ASSIGNMENT: The lines to repeat are those below from the one containing "Query: porch column" down to the one containing "Query: green lawn", both included; reproduce them exactly and nothing else.

*** DATA PROVIDED ***

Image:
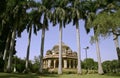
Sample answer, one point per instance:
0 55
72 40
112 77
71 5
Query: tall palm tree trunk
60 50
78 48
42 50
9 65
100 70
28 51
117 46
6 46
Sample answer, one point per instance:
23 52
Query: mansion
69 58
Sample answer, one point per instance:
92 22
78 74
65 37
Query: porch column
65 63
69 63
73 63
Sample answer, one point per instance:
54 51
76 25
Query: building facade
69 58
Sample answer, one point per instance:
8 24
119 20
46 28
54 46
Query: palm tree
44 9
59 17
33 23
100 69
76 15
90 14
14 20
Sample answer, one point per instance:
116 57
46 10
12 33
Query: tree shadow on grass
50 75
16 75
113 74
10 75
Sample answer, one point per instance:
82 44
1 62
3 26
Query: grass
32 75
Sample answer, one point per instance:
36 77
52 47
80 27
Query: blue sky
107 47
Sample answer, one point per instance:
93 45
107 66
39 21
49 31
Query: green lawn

*** End of DATA PROVIDED ***
*** DATA PROVIDED ***

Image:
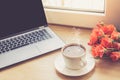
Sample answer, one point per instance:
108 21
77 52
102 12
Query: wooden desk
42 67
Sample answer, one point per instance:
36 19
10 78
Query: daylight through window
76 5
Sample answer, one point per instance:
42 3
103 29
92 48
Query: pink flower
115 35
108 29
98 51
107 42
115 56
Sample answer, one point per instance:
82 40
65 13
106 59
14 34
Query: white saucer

*** End of DATA PROVIDED ***

SOLUTION TO THE PROBLEM:
Query: porch column
65 63
69 63
73 63
Sample answer, one point per instance:
54 51
76 25
Query: building facade
69 58
Sample answer, one point per instance:
8 24
119 20
46 28
54 46
Query: palm tree
44 9
59 17
33 23
100 69
76 15
90 14
14 20
Sample answer, one point per instance:
116 57
46 10
12 33
Query: tree shadow on grass
50 75
16 75
113 74
10 75
Sample answer, one point per instance:
82 44
1 62
3 26
Query: grass
32 75
Sample answer, one point per instance:
36 77
52 47
80 27
Query: blue sky
107 47
Sample answer, one point per instance:
93 45
107 66
39 21
49 31
Query: green lawn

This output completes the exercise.